[Passage shown]
----------------

Rare Jellyfish: Black Jellyfish With 25-Foot-Long Tentacles Sting Swimmers, New Influx After Years Of Disappearance [VIDEO]

Rare black jellyfish have now been spotted swimming off of the coast of California. The rare jellyfish stung swimmers over the 4th of July weekend.

The black jellyfish, some as big as a hula hoop, have have a dark burgundy belly and black tentacles that can grow up to 30 feet long. They are also known as Chrysaora achlyos,

The black jellyfish can reach more than 3 feet in diameter and 30 feet in length...with painful 25 foot-tentacles.

The increase of the rare jellyfish may be due to warm ocean water. The rare black jellyfish species was found in 1998 for the first time. There was an influx of the jellyfish in 1989 near San Diego; they resurfaced again 10 years later. They were last seen in California back in 2010.

Swimmers came out of the ocean with dark jellyfish stingers stuck to their skin, the AP said. Numerous people were stung.

"And all of a sudden, I see this big jelly fish swimming right by me," Joe Richman, a kayaker who saw the rare jellyfish in La Jolla, Calif., said to press

 "They are not likely to kill you. They are not a deadly jellyfish, but they can give you a painful sting," Richman said.

----------------

[Dataset excerpts]
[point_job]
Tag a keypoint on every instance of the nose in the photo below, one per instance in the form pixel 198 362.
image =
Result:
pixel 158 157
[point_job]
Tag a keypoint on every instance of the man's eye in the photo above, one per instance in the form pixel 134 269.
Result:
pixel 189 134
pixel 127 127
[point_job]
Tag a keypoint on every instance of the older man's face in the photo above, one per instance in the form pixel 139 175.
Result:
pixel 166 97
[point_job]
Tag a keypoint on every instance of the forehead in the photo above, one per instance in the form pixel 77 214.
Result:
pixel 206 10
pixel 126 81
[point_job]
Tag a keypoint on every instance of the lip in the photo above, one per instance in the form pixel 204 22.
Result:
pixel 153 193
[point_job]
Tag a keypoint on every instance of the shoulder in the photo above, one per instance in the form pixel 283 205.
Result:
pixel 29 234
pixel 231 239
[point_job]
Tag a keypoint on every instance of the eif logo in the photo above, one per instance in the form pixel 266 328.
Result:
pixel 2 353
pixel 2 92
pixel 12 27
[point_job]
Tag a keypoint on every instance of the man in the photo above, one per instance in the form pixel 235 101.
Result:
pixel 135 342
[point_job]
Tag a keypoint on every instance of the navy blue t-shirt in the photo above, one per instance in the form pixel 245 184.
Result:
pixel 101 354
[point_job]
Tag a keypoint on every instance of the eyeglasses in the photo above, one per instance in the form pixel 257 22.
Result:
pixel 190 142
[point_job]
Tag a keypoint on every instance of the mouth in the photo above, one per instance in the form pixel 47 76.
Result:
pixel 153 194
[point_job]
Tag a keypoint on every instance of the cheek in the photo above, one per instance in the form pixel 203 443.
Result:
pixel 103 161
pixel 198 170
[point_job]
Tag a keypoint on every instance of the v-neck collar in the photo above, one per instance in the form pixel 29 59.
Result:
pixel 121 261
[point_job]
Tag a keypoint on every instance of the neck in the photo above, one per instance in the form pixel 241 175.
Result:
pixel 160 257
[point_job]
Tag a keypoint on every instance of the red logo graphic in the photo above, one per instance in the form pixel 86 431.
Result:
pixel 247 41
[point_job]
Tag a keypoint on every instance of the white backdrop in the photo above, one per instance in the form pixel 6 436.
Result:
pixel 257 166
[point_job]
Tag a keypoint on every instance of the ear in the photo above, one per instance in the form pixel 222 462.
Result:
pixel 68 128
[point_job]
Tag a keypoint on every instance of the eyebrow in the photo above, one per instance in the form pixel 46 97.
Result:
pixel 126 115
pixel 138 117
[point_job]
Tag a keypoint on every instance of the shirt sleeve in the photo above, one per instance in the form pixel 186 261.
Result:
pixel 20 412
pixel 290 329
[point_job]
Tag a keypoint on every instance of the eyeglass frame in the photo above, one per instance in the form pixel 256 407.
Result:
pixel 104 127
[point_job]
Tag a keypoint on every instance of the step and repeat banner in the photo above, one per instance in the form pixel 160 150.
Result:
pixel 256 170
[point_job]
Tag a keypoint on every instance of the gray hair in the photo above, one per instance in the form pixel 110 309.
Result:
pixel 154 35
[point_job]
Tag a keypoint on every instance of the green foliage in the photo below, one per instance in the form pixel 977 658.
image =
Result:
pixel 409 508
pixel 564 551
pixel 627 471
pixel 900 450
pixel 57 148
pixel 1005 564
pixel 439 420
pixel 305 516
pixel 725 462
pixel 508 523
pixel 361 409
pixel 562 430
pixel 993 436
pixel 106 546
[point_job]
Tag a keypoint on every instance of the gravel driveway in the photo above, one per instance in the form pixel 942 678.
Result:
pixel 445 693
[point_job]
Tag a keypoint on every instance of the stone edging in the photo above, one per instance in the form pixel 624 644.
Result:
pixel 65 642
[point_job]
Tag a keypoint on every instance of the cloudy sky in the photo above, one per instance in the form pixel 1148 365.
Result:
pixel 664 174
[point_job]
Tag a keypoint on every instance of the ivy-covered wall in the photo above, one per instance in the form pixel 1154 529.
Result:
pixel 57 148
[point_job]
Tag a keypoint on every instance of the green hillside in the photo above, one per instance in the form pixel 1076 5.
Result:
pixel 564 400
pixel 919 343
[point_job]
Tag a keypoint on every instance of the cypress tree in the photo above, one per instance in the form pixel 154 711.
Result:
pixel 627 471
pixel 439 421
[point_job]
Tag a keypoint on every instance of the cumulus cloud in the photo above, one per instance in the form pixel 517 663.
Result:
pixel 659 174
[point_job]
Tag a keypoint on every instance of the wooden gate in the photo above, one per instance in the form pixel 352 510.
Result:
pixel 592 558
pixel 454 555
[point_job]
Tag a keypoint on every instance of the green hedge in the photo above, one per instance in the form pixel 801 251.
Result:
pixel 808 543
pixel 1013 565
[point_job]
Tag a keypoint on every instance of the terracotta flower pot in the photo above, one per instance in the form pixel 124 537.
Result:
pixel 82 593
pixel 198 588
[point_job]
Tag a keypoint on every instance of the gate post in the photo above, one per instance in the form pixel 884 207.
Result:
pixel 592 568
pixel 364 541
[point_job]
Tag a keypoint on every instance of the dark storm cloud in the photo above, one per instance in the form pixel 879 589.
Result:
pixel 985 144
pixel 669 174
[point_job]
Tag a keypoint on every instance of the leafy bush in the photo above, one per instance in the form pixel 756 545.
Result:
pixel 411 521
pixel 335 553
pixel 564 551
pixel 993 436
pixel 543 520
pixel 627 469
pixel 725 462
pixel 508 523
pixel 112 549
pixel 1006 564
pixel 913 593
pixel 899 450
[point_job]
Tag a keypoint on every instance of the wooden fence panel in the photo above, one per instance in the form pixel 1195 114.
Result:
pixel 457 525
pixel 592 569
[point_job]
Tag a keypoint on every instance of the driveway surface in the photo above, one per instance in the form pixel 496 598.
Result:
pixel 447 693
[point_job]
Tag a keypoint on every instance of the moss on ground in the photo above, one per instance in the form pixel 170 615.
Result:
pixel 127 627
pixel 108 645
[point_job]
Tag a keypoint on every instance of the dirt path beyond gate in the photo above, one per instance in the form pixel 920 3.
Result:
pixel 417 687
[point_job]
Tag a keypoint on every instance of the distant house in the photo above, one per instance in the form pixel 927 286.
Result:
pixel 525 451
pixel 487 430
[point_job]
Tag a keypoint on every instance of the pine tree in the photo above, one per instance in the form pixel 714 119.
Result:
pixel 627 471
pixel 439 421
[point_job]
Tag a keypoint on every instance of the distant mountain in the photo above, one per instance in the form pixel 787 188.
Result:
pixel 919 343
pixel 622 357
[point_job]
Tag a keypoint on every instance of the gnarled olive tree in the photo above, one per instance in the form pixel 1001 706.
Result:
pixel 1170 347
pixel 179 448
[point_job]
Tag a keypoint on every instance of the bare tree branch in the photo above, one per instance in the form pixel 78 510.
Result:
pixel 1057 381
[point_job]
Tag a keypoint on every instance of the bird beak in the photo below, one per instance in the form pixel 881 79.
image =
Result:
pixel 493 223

----------------

[Questions]
(A) Summarize the jellyfish article in three sentences.
(B) Answer these questions from the jellyfish article:
(i) By what other name are the black jellyfish known?
(ii) What may account for the increase of the rare jellyfish?
(iii) When were they last seen in California?

[Answers to the exercises]
(A) Rare black jellyfish, also known as Chrysaora achlyos, have been spotted off the coast of California and stung swimmers over the 4th of July weekend. They have a dark burgundy belly and black tentacles, and their increase may be due to warm ocean water. A kayaker who saw one in La Jolla said they are not likely to kill you but can give a painful sting.

(B)
(i) Chrysaora achlyos
(ii) Warm ocean water
(iii) In 2010